Take every line from the data that has the word "girl" in it.

Dataset excerpts START

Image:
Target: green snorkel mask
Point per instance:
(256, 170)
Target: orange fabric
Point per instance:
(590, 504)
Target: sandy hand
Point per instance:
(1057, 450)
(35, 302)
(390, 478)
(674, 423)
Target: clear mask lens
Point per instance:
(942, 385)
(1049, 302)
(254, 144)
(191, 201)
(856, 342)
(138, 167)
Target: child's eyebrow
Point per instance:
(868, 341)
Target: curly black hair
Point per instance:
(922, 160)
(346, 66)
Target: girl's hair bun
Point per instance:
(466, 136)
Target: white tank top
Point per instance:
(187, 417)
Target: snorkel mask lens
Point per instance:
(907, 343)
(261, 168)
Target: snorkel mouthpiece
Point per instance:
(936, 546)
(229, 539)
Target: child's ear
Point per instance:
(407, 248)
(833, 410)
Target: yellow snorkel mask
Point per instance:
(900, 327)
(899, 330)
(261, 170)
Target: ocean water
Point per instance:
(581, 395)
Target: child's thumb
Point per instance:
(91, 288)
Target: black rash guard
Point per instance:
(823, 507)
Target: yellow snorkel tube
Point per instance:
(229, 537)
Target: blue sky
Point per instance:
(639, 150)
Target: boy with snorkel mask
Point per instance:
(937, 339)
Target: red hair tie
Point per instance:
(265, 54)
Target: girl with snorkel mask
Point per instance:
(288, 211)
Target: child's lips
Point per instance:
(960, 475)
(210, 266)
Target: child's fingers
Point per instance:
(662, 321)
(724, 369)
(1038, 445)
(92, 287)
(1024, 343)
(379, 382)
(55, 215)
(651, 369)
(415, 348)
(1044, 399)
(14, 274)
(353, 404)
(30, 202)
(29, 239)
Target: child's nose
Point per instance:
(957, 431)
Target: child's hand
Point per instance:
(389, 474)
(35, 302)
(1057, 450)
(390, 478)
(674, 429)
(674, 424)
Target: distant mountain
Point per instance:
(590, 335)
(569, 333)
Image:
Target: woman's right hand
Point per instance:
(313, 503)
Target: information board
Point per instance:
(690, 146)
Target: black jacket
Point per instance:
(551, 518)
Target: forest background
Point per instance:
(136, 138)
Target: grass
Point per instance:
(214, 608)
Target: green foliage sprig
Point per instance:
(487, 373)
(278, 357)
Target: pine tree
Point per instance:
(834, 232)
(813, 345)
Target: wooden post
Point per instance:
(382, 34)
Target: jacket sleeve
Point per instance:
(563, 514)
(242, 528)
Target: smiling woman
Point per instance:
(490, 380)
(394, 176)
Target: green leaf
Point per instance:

Dataset excerpts END

» **Result for this exercise**
Target: girl's hair bun
Target: girl with snorkel mask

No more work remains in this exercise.